### Instruction
Pull out every line below that contains the word "green". Case counts, so match capital and lowercase letters precisely.
========
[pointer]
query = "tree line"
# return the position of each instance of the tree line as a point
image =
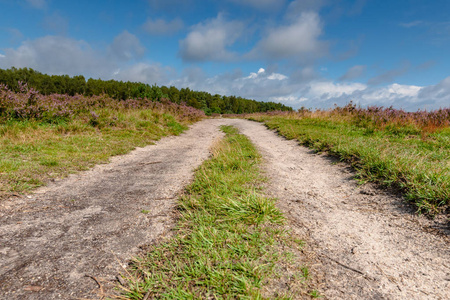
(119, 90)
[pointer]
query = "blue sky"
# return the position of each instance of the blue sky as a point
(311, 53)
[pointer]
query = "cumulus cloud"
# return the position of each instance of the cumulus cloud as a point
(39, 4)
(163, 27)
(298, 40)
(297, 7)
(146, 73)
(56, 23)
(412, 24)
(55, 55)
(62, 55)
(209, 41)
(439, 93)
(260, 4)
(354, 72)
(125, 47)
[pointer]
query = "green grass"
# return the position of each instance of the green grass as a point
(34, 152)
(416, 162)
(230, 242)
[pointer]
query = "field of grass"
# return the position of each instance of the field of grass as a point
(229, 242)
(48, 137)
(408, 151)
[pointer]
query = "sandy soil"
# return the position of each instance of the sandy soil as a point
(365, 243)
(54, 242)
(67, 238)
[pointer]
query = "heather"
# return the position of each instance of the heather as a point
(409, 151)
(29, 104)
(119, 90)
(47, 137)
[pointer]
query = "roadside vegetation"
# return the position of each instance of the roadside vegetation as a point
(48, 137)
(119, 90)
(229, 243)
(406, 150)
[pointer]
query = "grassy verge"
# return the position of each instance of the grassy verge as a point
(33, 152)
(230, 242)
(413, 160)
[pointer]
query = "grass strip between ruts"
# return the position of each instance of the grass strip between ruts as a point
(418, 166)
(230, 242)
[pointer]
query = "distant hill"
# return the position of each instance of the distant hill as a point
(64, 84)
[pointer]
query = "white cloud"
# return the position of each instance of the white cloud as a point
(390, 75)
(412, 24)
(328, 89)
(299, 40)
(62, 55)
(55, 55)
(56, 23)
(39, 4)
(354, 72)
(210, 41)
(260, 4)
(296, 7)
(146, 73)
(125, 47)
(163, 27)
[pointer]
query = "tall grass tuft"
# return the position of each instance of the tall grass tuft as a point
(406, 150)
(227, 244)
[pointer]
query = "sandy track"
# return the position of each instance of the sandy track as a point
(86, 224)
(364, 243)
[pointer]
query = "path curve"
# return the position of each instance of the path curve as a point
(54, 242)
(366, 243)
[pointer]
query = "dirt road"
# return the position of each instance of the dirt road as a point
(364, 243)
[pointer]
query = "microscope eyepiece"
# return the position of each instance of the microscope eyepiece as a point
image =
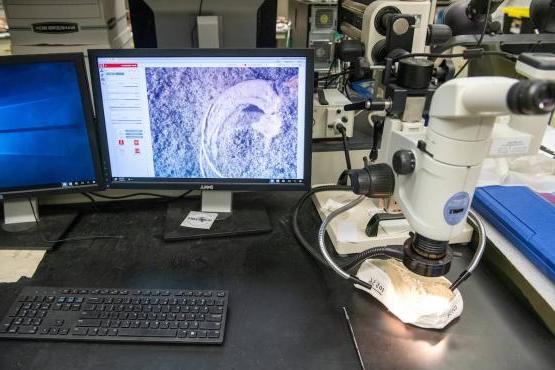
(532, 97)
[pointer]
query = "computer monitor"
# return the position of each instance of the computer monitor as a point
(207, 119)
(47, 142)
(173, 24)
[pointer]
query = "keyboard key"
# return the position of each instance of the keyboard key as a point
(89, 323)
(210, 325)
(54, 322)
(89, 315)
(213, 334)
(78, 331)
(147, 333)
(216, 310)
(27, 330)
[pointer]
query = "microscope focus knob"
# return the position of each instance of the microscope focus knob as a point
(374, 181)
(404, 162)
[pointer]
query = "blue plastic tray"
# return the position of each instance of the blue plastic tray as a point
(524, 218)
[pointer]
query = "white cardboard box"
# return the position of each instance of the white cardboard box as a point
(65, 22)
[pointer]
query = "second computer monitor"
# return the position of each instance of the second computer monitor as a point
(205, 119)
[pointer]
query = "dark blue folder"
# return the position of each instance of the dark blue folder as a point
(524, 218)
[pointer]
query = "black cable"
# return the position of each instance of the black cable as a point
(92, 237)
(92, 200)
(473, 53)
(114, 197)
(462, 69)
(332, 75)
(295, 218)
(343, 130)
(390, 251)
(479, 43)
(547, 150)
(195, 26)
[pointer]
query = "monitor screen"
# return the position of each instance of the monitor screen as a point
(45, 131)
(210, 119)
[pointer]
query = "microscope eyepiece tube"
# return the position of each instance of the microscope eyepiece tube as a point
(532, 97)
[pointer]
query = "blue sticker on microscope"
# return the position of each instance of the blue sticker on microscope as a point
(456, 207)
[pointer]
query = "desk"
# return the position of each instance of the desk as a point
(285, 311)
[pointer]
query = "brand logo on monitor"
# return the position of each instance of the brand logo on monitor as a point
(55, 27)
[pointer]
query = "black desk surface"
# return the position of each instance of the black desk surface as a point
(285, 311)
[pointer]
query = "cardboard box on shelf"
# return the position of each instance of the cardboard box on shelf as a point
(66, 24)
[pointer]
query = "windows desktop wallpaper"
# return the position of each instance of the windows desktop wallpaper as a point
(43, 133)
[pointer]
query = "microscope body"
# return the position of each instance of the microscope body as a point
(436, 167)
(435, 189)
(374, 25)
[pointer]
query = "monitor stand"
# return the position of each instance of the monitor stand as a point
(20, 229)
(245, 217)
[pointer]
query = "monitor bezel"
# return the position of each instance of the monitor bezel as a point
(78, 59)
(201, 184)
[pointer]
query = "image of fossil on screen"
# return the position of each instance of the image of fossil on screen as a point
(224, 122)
========
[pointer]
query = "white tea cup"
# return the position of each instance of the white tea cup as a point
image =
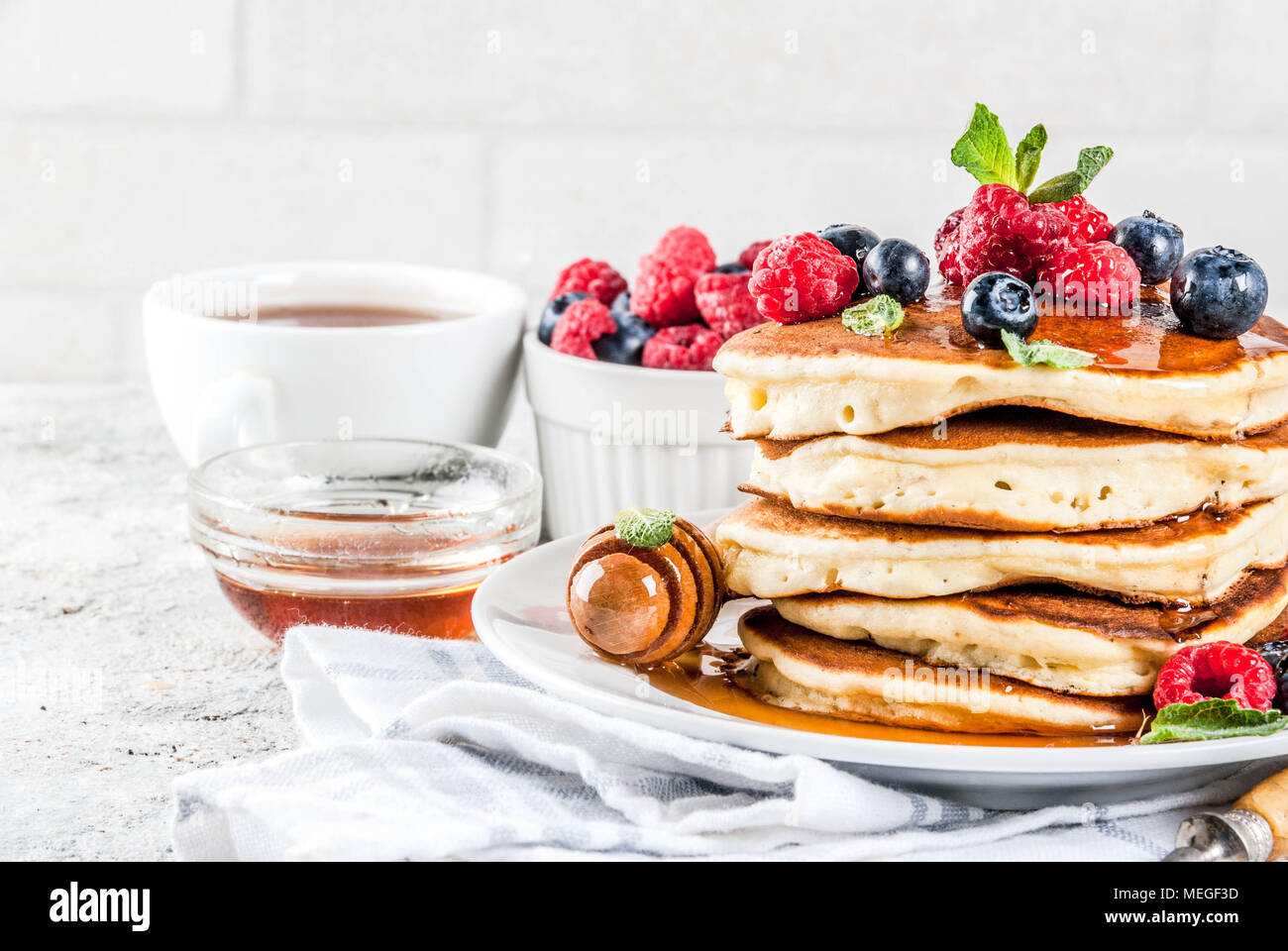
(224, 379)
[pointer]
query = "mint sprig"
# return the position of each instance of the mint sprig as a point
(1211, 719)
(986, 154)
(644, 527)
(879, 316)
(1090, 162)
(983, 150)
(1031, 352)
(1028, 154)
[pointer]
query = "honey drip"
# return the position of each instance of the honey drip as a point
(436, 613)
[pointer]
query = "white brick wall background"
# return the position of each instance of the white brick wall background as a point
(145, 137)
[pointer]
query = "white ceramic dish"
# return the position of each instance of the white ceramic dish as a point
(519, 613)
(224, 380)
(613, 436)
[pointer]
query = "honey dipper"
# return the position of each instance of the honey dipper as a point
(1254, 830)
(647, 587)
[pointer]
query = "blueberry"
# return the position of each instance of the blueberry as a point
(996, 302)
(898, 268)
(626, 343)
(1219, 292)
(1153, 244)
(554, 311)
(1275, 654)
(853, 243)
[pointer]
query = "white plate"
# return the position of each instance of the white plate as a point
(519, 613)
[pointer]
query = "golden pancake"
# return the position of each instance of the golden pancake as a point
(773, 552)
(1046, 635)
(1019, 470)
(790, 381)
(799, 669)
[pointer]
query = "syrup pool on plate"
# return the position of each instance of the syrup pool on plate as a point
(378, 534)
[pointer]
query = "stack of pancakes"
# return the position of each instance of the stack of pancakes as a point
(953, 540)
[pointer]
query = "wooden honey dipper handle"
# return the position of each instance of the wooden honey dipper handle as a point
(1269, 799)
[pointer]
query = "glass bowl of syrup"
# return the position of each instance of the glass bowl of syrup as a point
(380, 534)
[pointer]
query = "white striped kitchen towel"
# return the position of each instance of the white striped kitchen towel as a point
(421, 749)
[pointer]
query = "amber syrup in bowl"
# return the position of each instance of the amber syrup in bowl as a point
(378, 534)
========
### Completed task
query = "green grass"
# return the position of each instance of the green grass as a point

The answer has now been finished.